Natural-language object grounding data
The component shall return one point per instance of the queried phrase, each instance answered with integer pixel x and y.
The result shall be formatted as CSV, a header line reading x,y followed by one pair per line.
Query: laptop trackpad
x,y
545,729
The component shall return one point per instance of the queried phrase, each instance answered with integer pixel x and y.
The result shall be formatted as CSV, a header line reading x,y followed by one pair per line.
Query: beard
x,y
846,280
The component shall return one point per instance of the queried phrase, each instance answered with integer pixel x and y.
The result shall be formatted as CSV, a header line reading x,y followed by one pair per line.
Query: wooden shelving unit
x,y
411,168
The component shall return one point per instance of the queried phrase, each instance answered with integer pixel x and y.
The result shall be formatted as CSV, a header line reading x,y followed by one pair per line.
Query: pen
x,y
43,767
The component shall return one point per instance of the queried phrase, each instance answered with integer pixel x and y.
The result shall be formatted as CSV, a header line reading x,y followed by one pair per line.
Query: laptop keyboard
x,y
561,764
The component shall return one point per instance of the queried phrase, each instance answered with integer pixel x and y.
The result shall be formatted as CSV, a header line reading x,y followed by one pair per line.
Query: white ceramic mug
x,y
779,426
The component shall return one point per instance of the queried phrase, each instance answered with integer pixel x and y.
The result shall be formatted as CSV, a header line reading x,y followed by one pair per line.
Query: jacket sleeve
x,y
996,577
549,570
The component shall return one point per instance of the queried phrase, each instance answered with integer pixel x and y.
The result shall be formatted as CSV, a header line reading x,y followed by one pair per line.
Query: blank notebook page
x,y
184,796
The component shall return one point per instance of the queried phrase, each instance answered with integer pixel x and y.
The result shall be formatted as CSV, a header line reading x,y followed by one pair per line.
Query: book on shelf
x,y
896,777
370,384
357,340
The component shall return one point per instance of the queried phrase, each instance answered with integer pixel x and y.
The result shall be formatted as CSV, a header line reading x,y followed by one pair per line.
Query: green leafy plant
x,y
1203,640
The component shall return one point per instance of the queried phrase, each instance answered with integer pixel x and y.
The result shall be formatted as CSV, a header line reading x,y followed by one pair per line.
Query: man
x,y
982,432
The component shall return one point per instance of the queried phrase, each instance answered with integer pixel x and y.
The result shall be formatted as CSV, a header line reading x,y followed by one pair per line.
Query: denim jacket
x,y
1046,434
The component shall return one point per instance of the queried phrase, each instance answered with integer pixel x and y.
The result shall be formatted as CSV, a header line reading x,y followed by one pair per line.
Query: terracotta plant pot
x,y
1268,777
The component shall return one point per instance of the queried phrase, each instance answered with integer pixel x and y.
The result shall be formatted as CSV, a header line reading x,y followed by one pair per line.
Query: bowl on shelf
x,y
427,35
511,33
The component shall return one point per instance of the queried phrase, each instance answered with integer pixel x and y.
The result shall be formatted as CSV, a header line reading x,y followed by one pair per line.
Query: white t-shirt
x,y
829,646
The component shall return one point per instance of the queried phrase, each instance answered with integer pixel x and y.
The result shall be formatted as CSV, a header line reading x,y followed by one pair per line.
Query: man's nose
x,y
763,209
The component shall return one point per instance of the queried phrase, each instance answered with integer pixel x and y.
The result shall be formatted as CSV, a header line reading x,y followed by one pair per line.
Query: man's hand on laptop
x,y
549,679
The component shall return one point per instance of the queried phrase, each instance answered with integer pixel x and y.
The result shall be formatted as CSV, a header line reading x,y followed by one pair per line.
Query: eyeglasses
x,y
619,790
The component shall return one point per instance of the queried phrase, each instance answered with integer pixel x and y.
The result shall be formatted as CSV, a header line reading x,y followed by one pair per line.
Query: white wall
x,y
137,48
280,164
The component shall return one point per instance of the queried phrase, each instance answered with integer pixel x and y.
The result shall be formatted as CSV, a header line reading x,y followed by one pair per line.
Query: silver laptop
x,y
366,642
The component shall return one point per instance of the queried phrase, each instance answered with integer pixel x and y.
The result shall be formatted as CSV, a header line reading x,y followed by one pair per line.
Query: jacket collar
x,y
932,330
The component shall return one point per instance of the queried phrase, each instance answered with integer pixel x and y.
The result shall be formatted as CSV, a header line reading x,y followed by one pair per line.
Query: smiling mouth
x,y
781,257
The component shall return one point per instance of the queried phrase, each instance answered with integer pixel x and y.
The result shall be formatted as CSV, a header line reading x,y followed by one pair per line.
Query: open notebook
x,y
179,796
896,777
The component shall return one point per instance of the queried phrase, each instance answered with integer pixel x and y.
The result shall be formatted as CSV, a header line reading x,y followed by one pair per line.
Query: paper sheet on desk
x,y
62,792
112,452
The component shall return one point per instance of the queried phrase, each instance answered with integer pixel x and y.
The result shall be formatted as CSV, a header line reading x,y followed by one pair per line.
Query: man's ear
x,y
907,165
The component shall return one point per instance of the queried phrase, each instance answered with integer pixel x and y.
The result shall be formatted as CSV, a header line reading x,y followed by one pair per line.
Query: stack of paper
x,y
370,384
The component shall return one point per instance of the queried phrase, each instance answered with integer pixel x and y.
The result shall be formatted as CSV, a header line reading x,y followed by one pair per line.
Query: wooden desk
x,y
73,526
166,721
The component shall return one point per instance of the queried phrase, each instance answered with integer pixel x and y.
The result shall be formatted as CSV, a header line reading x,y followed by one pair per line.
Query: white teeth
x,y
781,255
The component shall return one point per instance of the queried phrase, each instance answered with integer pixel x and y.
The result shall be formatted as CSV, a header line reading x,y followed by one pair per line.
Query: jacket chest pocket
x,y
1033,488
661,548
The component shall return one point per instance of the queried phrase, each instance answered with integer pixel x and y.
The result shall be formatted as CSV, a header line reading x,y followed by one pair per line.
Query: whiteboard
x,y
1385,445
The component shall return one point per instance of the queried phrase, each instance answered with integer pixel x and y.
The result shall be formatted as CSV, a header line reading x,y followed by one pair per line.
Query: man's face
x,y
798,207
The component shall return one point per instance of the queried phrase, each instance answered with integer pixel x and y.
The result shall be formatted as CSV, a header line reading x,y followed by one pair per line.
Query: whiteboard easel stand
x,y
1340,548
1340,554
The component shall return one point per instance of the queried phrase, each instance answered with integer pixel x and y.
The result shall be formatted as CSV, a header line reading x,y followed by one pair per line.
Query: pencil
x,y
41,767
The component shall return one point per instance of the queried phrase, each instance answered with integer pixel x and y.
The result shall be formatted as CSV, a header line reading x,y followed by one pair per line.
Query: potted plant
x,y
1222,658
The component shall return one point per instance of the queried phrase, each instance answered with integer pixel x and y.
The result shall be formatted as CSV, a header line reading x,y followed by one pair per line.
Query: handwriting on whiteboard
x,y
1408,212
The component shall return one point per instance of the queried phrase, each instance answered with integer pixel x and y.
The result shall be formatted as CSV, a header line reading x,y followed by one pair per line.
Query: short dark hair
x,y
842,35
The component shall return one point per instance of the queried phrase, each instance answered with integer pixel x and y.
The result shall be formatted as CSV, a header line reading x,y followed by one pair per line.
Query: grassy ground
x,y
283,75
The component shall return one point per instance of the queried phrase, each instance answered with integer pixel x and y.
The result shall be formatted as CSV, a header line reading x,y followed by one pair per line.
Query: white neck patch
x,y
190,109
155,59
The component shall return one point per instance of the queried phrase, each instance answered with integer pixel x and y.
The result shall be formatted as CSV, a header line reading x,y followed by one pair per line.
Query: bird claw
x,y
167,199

■ **WHAT YOU SHOULD DO**
Having read the entries, repeat them all exactly.

■ **RESULT OF THIS TASK**
The component shall return one point per instance of the queried phrase, each instance answered with integer pixel x and y.
The result shall be formatted as CSV, a header line reading x,y followed by one pair per line.
Query: laptop trackpad
x,y
545,729
The component shall return one point per instance of the queried phrase, each instance answered with integer pixel x and y.
The result shall be formatted as CSV, a header line reading x,y followed by one pair per line.
Query: beard
x,y
846,280
The component shall return one point per instance of the queried phrase, each instance answered with integer pixel x and y.
The result shall be formatted as CSV, a header line reading x,y followed by one pair per line.
Query: wooden shelving unit
x,y
411,168
The component shall return one point per instance of the queried phrase, each instance answered with integer pixel x and y.
The result shall be formatted as CSV, a header line reading x,y followed by one pair per line.
Query: pen
x,y
43,767
The component shall return one point per instance of the queried phrase, each instance answered with integer pixel x and y.
The result shall be formatted as CSV, a header line reading x,y followed by one pair per line.
Query: laptop keyboard
x,y
561,764
The component shall return one point per instance of the queried phrase, each instance answered with integer pixel x and y.
The result shall be formatted as CSV, a header line reading x,y followed by one pair per line.
Query: white ceramic mug
x,y
779,426
The component shall return one point per instance of the queried phrase, each instance answered with integer pixel x and y.
The result shall be formatted as CSV, a header line reading x,y followed by one pair per line.
Query: jacket sleeve
x,y
996,577
549,570
The component shall return one point per instance of the queried phrase, each instance answered with integer pixel x and y.
The result shall be formatted as CSV, a header line reading x,y followed by one pair per line.
Query: blank notebook page
x,y
184,796
The component shall return one point per instance of the queried phrase, each instance answered with integer pixel x and y.
The result shall be formatted as CSV, a header line reading x,y followed by one pair per line.
Query: book on shelf
x,y
896,777
370,384
357,340
The component shall return one point per instance of the queried phrase, each instance answered with integer pixel x and y.
The result shall be formatted as CSV, a header line reading x,y followed by one pair per line.
Query: green leafy plant
x,y
1203,640
The component shall return one point per instance of the queried phrase, each instance answered with integer pixel x and y.
The result shall be formatted as CSV, a header line reading x,y followed by one pair per line.
Query: man
x,y
982,432
The component shall return one point per instance of the queried phrase, each instance answered with integer pixel x and y.
The result shall be formatted as CSV, a header line reading x,y followed by one pair per line.
Query: denim jacket
x,y
1046,434
The component shall return one point per instance of the queried phrase, each instance answered with integer pixel x and y.
The result shall be formatted as CSV, a header line reading x,y followed by one pair per line.
Query: terracotta plant pot
x,y
1268,777
The component shall return one point per instance of the queried phrase, each instance answered with integer pixel x and y.
The result shall be formatted as CSV, a header line reading x,y followed by one pair per line.
Query: bowl on shelf
x,y
427,35
511,33
The component shall return one point per instance of the queried phrase, each instance answered with integer pixel x and y.
The result shall be formatted as CSV, a header line reading x,y followed by one pair per line.
Query: white t-shirt
x,y
829,646
The component shall return one point per instance of the queried phrase, each instance answered with integer pixel x and y.
The result shall be formatted as CSV, a header line reading x,y followed by one pair per line.
Query: man's nose
x,y
763,209
The component shall return one point per instance of the queried phrase, each instance answered with integer pixel x and y.
The result shall be formatted as CSV, a header line reading x,y followed by one pair per line.
Query: man's hand on laptop
x,y
549,679
The component shall return one point per instance of the queried phrase, each instance answered with integer pixel x and y.
The result shall be formatted as CSV, a header line reading x,y followed by one pair per line.
Query: eyeglasses
x,y
619,790
The component shall return one point per instance of the queried phrase, each instance answered with integer pixel x and y.
The result shall be formatted as CSV, a header line reading x,y followed by one pair per line.
Query: white wall
x,y
137,48
280,164
The component shall return one point per instance of the queried phrase, each instance answered with integer pixel x and y.
The result shall be formatted as CSV, a header line reading x,y followed by one pair per line.
Query: silver laptop
x,y
366,642
The component shall return one point per instance of the queried phrase, each instance answered with integer pixel x and y.
The result shall be formatted as CSV, a header line reading x,y followed by one pair per line.
Query: jacket collar
x,y
932,330
The component shall return one point per instance of the queried phrase, each instance answered with integer pixel x and y.
The result shall be formatted as CSV, a header line reading x,y followed by one pair per line.
Query: smiling mouth
x,y
781,257
The component shall return one point per instance of the queried phrase, each instance answered with integer pixel x and y.
The result shall be formatted as CSV, a header line reading x,y followed by one pair per line.
Query: open notebook
x,y
179,796
896,777
The component shall return one point per instance of the queried phrase, each instance answered with integer pixel x and y.
The result shall be formatted as CSV, a header line reading x,y followed by one pair per line.
Query: paper sheet on desk
x,y
62,792
112,452
The component shall return one point per instance of the queried phrase, each instance answered with integer pixel x and y.
The result shall be formatted as CSV, a header line reading x,y followed by one pair per line.
Query: man's ear
x,y
907,165
The component shall return one point per instance of the queried phrase, each instance answered with integer pixel x and y.
The result shall be formatted as CSV, a header line reading x,y followed by one pair per line.
Query: stack of paper
x,y
370,384
The component shall return one point per instance of the queried phrase, each instance answered with integer pixel x and y.
The result shall be formatted as CSV, a header line reading x,y followed by one pair per line.
Query: wooden desk
x,y
73,526
166,721
The component shall return one point per instance of the queried phrase, each instance answered with integer pixel x and y.
The result shall be formatted as CSV, a header line reading x,y followed by one pair per line.
Query: white teeth
x,y
781,255
The component shall return one point per instance of the queried phrase, each instance answered with integer pixel x and y.
The result shall be formatted as CSV, a header line reading x,y followed by one pair per line.
Query: jacket chest pocket
x,y
1033,488
661,548
The component shall return one point per instance of the queried phrase, each instance answered with integer pixel x and y.
The result shall be formatted as CSV, a header line reading x,y followed by one pair per line.
Query: whiteboard
x,y
1385,445
The component shall return one point per instance of the queried phrase, each instance answered with integer pixel x and y.
The result shall be formatted as CSV, a header line reading x,y followed by one pair per line.
Query: man's face
x,y
798,207
The component shall return one point per instance of the queried phrase, each instance answered with integer pixel x and y.
The result shall be formatted as CSV, a header line reading x,y followed by one pair per line.
Query: whiteboard easel stand
x,y
1340,548
1340,554
The component shall return one point per instance of the queried phrase, each instance answered with integer pixel x and y.
The result shall be formatted as CSV, a header line reading x,y followed by one pair per line.
Query: pencil
x,y
41,767
The component shall return one point per instance of the queried phrase, each instance answered with integer pixel x and y.
The result shall be formatted as CSV, a header line reading x,y followed by one pair per line.
Query: potted plant
x,y
1222,658
The component shall return one point per instance of the queried phrase, each instance answered with integer pixel x and y.
The result shall be formatted as CSV, a header line reading x,y followed by one pair per line.
Query: handwriting on whiteboard
x,y
1408,212
The component shall return one point per instance of the queried phrase, each instance answered with integer pixel x and y.
The result shall be formatted as CSV, a header line reading x,y followed by one pair per line.
Query: short dark hair
x,y
842,35
The component shall return one point per instance of the queried phrase, each instance answered with integer pixel x and y.
The result shall be formatted as CSV, a header line reading x,y followed by one pair per line.
Query: grassy ground
x,y
283,75
The component shall return one point per instance of the queried phrase, each instance answered with integer pixel x and y.
The result shall be formatted as CSV, a header line reading x,y followed by one pair per line.
Query: white neck patch
x,y
190,109
155,59
The component shall return one point per instance of the queried phrase, each instance answered with integer pixel x and y.
The result shall be formatted as CSV, a header line reading x,y followed by one pair per line.
Query: bird claw
x,y
167,199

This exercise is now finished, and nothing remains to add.